Task inputs
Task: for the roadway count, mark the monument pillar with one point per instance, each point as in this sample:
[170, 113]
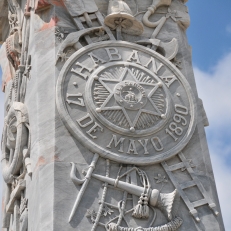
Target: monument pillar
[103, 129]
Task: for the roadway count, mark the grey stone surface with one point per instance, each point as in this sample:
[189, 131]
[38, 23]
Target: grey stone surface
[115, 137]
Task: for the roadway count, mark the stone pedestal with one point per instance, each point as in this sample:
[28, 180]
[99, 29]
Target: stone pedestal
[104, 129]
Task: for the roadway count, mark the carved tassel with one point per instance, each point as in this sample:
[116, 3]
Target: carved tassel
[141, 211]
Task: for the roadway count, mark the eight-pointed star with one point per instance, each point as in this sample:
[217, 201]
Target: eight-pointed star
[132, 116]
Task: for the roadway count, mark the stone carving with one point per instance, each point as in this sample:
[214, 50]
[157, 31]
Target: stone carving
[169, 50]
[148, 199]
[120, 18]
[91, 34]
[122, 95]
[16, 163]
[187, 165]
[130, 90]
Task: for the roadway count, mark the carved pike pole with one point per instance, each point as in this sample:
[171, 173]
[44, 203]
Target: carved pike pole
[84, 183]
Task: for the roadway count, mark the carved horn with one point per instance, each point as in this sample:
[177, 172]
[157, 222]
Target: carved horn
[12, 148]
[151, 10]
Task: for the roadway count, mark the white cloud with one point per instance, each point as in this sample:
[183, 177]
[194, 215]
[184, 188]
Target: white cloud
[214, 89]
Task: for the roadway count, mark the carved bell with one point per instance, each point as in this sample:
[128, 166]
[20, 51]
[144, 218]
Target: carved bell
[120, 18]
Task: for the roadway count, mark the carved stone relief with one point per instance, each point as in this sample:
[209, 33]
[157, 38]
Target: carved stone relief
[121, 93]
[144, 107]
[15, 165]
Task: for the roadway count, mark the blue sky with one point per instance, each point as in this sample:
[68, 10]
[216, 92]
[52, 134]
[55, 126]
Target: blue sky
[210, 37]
...
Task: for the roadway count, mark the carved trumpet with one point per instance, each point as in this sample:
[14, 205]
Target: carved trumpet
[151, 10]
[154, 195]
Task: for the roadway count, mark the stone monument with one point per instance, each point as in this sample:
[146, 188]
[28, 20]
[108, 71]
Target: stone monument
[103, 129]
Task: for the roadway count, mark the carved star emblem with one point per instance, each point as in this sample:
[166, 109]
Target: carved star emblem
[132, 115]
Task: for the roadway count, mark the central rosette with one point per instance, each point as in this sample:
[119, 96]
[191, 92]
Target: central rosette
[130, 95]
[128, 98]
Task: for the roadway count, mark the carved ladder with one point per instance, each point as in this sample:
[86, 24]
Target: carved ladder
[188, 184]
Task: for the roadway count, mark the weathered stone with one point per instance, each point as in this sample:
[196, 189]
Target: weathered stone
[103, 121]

Short problem
Pull out each line of the listing above that contains the string "eight".

Exercise result
Task: for the roadway count, mark the eight-pointed star with one point per instance, each point as in this sample:
Target: eight-pointed star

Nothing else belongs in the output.